● Records for this exercise:
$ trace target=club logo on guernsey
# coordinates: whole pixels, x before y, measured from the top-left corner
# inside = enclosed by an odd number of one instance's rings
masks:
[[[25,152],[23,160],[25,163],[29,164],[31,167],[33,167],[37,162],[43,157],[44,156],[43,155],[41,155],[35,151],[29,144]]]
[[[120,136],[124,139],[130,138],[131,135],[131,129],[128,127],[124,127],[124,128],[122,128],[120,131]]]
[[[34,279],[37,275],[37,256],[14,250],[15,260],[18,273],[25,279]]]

● What the task requires: Please rewrite all the records above with "guernsey" replaced by "jersey", leaving everything else unchanged.

● Solution to this task:
$ trace target=club logo on jersey
# coordinates: whole pixels, x before y, measured from the top-left corner
# inside = enclosed by an odd number of one instance's rings
masks:
[[[25,152],[23,160],[25,163],[29,164],[31,167],[33,167],[37,162],[43,157],[44,156],[43,155],[41,155],[35,151],[29,144]]]
[[[120,136],[124,139],[130,138],[131,135],[131,129],[128,127],[124,127],[124,128],[122,128],[120,131]]]
[[[34,279],[37,275],[37,256],[14,250],[15,260],[18,273],[25,279]]]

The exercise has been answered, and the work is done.